INSTRUCTION:
Copy out the part of the records that opens at their first line and closes with the line containing "point(396, 879)", requests included, and move every point by adding 30 to both its x and y coordinates.

RECORDS PROVIDED:
=======
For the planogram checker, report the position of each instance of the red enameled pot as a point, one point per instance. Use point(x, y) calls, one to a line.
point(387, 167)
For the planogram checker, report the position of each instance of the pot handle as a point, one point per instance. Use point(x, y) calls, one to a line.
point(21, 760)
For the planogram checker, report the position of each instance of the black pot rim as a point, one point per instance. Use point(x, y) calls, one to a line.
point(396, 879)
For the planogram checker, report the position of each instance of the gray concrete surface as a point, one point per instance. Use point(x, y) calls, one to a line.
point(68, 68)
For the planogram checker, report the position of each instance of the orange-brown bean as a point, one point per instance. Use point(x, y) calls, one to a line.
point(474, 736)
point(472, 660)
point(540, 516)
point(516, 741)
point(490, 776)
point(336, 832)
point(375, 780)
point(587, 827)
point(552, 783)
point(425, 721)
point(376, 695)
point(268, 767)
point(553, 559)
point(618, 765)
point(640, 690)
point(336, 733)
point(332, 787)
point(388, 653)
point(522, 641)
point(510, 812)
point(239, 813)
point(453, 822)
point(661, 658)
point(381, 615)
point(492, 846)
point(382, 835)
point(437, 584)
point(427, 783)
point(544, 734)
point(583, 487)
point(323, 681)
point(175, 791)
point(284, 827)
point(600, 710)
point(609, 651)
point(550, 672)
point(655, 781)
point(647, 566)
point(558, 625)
=======
FULL ANSWER:
For the planogram checker, report the position of each instance of the red enameled pot as a point, one point per instance. Use point(x, y) calls, one to a line.
point(417, 197)
For the planogram checker, report the position of each instance of the pot handle as a point, one point per instance. Use point(x, y) calls, one to a line.
point(51, 790)
For the planogram checker, report the position of each instance of the black pot rim as a point, one point per instance. Use point(x, y) calls, one to a line.
point(426, 909)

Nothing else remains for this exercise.